* [Listed records]

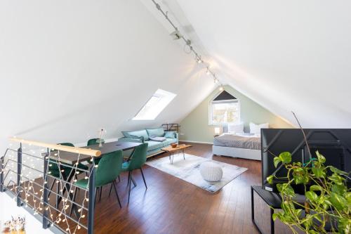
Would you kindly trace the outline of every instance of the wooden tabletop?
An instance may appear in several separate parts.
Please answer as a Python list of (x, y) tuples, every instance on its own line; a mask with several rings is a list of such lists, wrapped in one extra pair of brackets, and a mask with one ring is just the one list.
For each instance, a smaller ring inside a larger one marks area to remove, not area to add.
[(173, 148), (172, 146), (169, 145), (165, 148), (161, 148), (161, 150), (166, 151), (166, 152), (173, 152), (176, 150), (184, 150), (187, 148), (192, 147), (192, 145), (178, 145), (177, 147)]
[[(131, 150), (140, 145), (139, 143), (134, 142), (119, 142), (119, 141), (113, 141), (108, 142), (102, 144), (102, 148), (99, 148), (99, 145), (93, 145), (89, 146), (82, 147), (86, 149), (92, 149), (92, 150), (98, 150), (101, 151), (101, 156), (103, 157), (104, 154), (117, 151), (117, 150)], [(45, 155), (46, 153), (44, 153)], [(79, 157), (79, 158), (78, 158)], [(60, 158), (60, 161), (61, 162), (67, 163), (69, 164), (73, 165), (78, 161), (84, 162), (88, 161), (91, 159), (91, 156), (84, 155), (79, 155), (77, 153), (72, 153), (66, 151), (60, 151), (58, 153), (58, 151), (52, 151), (50, 152), (50, 159), (54, 160), (58, 160)]]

* [Short task] Please format the entries above as a two-column CSV with the columns "request" and "answer", one row per entry. Put each field in quotes, replace line breaks with spaces, and leave out the pictures.

* [Task answer]
request,answer
"Would you kindly trace the outline of every instance of the wooden tabletop? An instance may appear in several separate parts. Please answer as a Python list of (x, y) tuples, every instance on its own line; a mask with several rings is a list of such lists, wrapped in one extra pair of brackets, and a mask with one ring is just the one list. For each instance, a smaller ring inside a larger one marks area to remove, not area to add.","[(173, 148), (172, 146), (169, 145), (165, 148), (161, 148), (161, 150), (166, 151), (166, 152), (173, 152), (176, 150), (184, 150), (187, 148), (192, 147), (192, 145), (178, 145), (177, 147)] [[(131, 150), (140, 145), (139, 143), (134, 142), (119, 142), (119, 141), (113, 141), (108, 142), (102, 144), (102, 148), (99, 148), (99, 145), (93, 145), (89, 146), (82, 147), (86, 149), (92, 149), (92, 150), (98, 150), (101, 151), (101, 156), (103, 157), (104, 154), (117, 151), (117, 150)], [(45, 155), (46, 153), (44, 153)], [(79, 157), (79, 158), (78, 158)], [(60, 158), (60, 161), (61, 162), (67, 163), (69, 164), (73, 165), (78, 161), (84, 162), (88, 161), (91, 159), (91, 156), (84, 155), (79, 155), (77, 153), (72, 153), (66, 151), (60, 151), (58, 153), (58, 151), (52, 151), (50, 152), (50, 159), (54, 160), (58, 160)]]"